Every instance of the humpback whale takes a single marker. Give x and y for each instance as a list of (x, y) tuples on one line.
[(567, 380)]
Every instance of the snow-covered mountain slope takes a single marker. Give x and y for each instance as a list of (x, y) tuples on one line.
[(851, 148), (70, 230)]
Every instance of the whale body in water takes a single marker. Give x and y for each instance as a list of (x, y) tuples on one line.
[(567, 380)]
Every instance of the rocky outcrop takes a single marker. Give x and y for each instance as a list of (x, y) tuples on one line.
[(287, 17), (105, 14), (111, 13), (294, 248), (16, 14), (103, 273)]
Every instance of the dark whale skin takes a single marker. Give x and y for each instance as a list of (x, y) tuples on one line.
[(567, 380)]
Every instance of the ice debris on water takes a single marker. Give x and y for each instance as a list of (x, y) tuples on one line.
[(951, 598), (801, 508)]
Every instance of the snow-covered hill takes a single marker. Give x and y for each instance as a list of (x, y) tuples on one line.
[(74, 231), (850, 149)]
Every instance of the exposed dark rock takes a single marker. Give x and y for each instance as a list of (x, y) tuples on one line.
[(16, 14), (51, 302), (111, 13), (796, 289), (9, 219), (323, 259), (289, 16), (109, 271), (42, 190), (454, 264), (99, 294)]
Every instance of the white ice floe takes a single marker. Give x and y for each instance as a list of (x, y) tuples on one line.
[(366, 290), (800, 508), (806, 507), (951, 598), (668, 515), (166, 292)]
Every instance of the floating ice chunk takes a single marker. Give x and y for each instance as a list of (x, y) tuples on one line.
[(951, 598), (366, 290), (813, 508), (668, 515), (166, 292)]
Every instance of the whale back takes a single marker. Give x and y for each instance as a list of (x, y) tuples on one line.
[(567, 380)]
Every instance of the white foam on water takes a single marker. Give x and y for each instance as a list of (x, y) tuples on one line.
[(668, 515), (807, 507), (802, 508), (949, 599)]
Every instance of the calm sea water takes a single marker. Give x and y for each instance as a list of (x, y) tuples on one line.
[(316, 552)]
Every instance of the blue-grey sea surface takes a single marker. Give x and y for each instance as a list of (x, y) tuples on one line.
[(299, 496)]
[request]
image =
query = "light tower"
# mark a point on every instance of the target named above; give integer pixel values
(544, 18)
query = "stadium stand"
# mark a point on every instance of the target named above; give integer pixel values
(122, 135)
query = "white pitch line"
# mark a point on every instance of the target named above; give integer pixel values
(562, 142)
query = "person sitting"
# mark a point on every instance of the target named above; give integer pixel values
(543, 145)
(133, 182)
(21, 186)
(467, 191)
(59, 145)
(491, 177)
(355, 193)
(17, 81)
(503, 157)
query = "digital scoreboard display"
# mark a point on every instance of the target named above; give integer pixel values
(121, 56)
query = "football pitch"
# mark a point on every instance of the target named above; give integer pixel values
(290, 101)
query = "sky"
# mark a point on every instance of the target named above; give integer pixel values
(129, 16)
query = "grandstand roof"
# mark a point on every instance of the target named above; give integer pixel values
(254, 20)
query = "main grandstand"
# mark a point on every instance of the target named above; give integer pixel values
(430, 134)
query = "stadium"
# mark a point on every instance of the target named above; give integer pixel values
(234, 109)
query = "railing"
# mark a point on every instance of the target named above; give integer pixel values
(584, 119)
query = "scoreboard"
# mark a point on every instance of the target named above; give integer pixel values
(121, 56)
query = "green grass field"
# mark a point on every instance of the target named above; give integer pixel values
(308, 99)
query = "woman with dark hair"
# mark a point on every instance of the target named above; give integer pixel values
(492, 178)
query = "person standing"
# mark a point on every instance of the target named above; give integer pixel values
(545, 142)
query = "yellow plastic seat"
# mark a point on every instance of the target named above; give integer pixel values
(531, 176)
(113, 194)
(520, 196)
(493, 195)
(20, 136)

++++++++++++++++++++

• _What you should do_: Reproduce the data. Keep it exact.

• _Output for this exercise_:
Every instance of the humpback whale takes a single marker. Give x and y for each instance as a list of (x, y) tuples on one line.
[(567, 380)]
Every instance of the snow-covered mountain slope takes a single marker. Give x and y for each instance as a list of (x, y) tuples on one line.
[(851, 148), (70, 230)]
Every instance of the whale body in water takes a single marker. Give x and y for each instance as a list of (x, y) tuples on one line.
[(567, 380)]
Every instance of the rocky outcrop takes a single marker. Give x and y for each instance as a list of (x, y) tuples on one line.
[(287, 17), (105, 14), (111, 13), (294, 248), (16, 14), (103, 273)]
Every instance of the dark whale skin takes a single marker. Give x and y for each instance as a list of (x, y) tuples on one line.
[(567, 380)]
Every instance of the ice debris on water takes a single marker. Give x and y for each instance as a list of (x, y) tuples on one line.
[(951, 598), (801, 508)]
Every instance of the snow-covered hill takes a single marker. Give x and y for each instance as a list of (x, y) tuples on one line.
[(74, 231), (850, 149)]
Every instance of the exposed dark rock takes a single marker. Give x and y for each instance as a list of (x, y) tuples on one line.
[(16, 14), (51, 302), (111, 13), (796, 289), (9, 219), (323, 259), (289, 16), (109, 271), (42, 190), (454, 264), (99, 294)]
Every instance of the white ice floe takes a single marker. Give x and y for each instance as a list of (x, y) tuples on one line.
[(366, 290), (800, 508), (806, 507), (951, 598), (668, 515), (166, 292)]
Every instance of the floating ice chunk takes a single marker. Give x and y for each instance as a list of (x, y) tuples on one line.
[(951, 598), (366, 290), (813, 508), (668, 515), (166, 292)]
Every instance of the whale back takes a single marker. Give x and y for each instance as a list of (x, y) tuples on one line.
[(567, 380)]
Every instance of the white foam on water takes a single marker. Give x and y for each instance as a list of (x, y) tuples on one line.
[(668, 515), (807, 507), (802, 508), (949, 599)]
Every instance of the calm sea water takes a single marker. Give x and y for each instance as a list of (x, y) tuples on one line.
[(316, 552)]
Every instance of the blue-grey sea surface takes a single marker. Give x and y for each instance as a list of (x, y) tuples on one line.
[(299, 496)]
[request]
image =
query = "light tower"
# mark a point on every instance of the target named above; give integer pixel values
(544, 18)
query = "stadium stand"
# mark a point on every instance of the target named above; give integer pixel values
(122, 135)
query = "white pitch line"
# mark a point on every instance of the target named above; give integer pixel values
(562, 142)
query = "person sitting"
# mark a point on every instance of the target named above; give integer pixel values
(543, 145)
(133, 182)
(21, 186)
(467, 191)
(59, 145)
(491, 177)
(355, 193)
(17, 81)
(503, 157)
query = "digital scoreboard display"
# mark a point on every instance of the target named above; give integer pixel values
(121, 56)
query = "football pitch"
# mark a point on every instance of the target named above; give integer pixel values
(290, 101)
query = "sky"
# mark a point on every instance of the target named above; give integer pixel values
(129, 16)
query = "grandstand roof"
# mark a point on every instance of the target named above; give integer pixel values
(254, 20)
query = "main grandstand"
# mark a point on every instance of the target named above; give integer pixel values
(430, 134)
query = "stadium"
# mark a point on every instance of the target named above; give integer pixel values
(234, 109)
query = "railing"
# mark a point on every instance of the target named above; give integer pixel values
(584, 119)
query = "scoreboard"
# mark a point on every instance of the target named above; give integer pixel values
(121, 56)
query = "green grass field"
# mark a point on every instance of the target named above; give integer pixel values
(308, 99)
query = "woman with dark hair"
# mark a point on every instance of the target named above; give integer pixel values
(492, 178)
query = "person standing"
# mark a point on every instance of the target named above; give integer pixel values
(545, 142)
query = "yellow plastic seat"
# mark a point on every instance of the target named above; give integer pixel values
(531, 176)
(113, 194)
(520, 196)
(493, 195)
(20, 136)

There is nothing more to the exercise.